EXERCISE TASK:
Scale everything from the line containing "of the crumpled" down to the end of the data. Reproduce each of those lines, requests included, and multiply every coordinate in the answers by 2, rounding to whole numbers with halves going up.

>> BEGIN

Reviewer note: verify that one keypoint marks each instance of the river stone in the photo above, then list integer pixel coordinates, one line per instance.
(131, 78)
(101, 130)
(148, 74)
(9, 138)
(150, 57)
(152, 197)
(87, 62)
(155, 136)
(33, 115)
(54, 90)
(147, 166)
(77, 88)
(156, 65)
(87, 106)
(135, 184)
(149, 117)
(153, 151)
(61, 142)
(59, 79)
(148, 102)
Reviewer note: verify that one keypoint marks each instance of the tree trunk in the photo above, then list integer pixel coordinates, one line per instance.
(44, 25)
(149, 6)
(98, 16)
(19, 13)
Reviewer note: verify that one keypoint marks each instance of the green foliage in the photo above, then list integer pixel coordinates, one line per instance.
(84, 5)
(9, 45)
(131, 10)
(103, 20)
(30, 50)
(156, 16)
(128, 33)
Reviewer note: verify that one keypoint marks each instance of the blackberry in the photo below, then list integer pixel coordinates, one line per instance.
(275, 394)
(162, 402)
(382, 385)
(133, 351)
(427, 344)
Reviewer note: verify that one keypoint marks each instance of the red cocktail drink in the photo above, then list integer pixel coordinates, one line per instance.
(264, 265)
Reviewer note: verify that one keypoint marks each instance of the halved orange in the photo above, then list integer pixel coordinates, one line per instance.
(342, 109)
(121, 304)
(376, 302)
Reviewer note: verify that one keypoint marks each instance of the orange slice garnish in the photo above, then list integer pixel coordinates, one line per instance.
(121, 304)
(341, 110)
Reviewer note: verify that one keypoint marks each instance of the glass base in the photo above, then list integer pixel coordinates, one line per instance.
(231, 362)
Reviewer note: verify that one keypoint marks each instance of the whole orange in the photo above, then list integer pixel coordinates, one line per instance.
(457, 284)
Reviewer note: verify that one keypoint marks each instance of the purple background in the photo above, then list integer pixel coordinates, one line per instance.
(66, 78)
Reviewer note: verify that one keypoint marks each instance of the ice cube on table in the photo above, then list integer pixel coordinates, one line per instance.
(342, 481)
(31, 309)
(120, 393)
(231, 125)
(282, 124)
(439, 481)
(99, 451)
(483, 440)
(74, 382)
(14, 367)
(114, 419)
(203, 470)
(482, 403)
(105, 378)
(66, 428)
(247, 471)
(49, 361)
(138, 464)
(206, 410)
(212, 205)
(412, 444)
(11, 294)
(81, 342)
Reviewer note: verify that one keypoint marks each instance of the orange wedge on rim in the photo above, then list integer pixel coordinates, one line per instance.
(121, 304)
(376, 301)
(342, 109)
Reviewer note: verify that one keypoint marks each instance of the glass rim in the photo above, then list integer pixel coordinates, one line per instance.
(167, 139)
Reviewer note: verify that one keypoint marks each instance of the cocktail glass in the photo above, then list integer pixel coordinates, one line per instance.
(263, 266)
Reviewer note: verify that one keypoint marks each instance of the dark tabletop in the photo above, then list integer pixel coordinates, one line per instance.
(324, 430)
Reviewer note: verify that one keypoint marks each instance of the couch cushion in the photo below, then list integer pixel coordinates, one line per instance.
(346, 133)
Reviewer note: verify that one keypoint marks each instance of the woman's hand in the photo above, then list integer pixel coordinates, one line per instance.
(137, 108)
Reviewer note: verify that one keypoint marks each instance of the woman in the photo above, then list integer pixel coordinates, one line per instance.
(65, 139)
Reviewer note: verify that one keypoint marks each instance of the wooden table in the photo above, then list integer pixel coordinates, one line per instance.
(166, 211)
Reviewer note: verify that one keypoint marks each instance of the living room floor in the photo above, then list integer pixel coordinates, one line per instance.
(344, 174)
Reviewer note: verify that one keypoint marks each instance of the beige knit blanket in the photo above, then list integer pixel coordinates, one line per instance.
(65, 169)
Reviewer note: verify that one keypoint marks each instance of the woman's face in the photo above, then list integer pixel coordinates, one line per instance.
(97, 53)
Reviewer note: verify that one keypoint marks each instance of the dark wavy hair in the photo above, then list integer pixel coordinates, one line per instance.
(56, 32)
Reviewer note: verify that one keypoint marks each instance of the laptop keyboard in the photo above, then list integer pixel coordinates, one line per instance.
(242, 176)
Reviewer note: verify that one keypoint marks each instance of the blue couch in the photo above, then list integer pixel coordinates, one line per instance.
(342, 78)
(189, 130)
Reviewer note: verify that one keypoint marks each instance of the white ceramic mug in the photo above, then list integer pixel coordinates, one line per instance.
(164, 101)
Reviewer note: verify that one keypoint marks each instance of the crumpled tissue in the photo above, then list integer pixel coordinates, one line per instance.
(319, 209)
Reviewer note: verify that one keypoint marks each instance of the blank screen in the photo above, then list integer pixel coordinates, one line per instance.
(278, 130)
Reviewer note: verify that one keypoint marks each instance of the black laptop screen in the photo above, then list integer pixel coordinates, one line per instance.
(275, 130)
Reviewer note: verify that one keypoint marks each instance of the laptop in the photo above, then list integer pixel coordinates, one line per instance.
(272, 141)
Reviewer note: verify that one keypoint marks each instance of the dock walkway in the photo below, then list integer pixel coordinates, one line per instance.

>> END

ANSWER IN FULL:
Reviewer note: verify that one keypoint marks each instance of the crumpled tissue in the photo above, then list integer pixel coordinates, one line per instance.
(638, 418)
Reviewer note: verify that one keypoint marks each instance of the blank screen in the photo above, then list integer pixel coordinates, one line per instance.
(556, 260)
Reviewer note: verify that one keypoint marks each instance of the black laptop screen in the photo above, then list integer pixel coordinates, one line per instance.
(550, 260)
Reviewer note: verify that one keypoint marks each instance of the laptop in the photo above, then list integer pixel coordinates, one line per instance.
(544, 282)
Reviewer note: verify that one keypoint marks each instance of the dock walkway in the photo below, then list integer pixel coordinates, one line per instance.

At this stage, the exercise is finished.